## What the task asks
In the text about the crofters' memorial on Skye, what triggered the Battle of the Braes in 1882?

## Selection
* begin *

Staffin Community Trust is working with Atlas Arts on the project and artists have been invited to come forward with their ideas for a contemporary memorial.

Creative Scotland has awarded the project research and development funding.

Atlas director Emma Nicolson said: “It has enabled us to go on a journey with members of the community trust in Staffin, investigating the many possible outcomes for a fitting memorial to the crofters’ struggles.”

The Land Wars were marked by violent clashes between people facing eviction and landowners and the authorities and followed on from the Highland Clearances.

The Battle of the Braes in 1882 was triggered by a rent increase imposed by Lord MacDonald. When sheriff officers were sent to evict the crofters, who lived near Portree, around 50 police officers from Glasgow baton-charged the gathering crowd.

The unrest spread to Glendale and in 1883 with Marines sent to Skye to assist the police.

The Napier Commission was set up that year to examine issues surrounding crofting and land ownership in the Highlands and Islands with hearings held across the area.

The report failed to make way for new legislation and the following year crofters put up six candidates in a general election.

Five candidates from the Crofter’s Party were elected with new legislation in 1886 addressing some - but not all - of the issues surrounding land rights in Scotland.

Today, Staffin, in the north east of Skye, has a resident population of more than 500 people who live in 23 different crofting townships around Staffin Bay and the Trotternish Ridge.

* end *

## Data excerpt
* begin *

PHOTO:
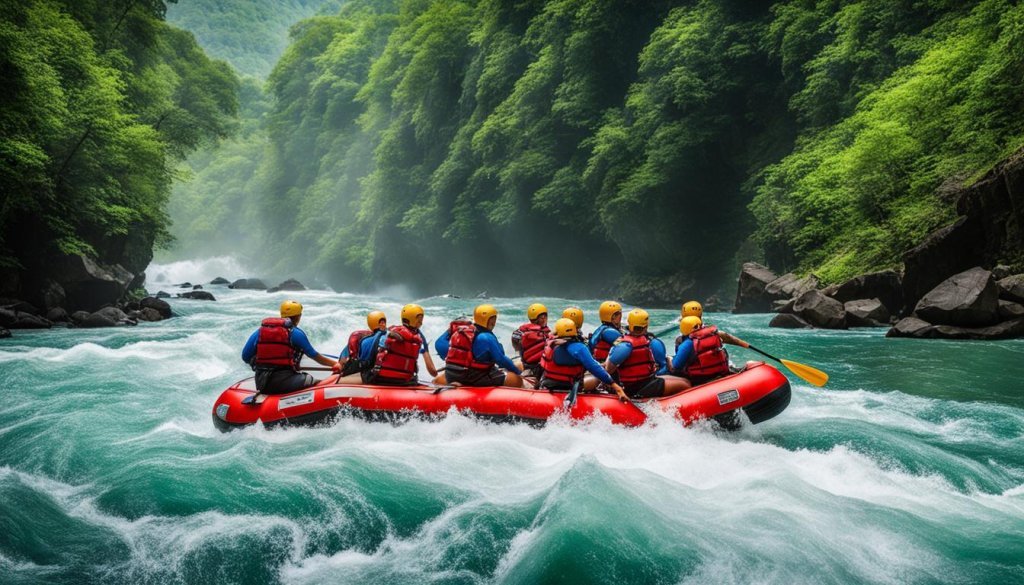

* end *

## Solution
A rent increase imposed by Lord MacDonald.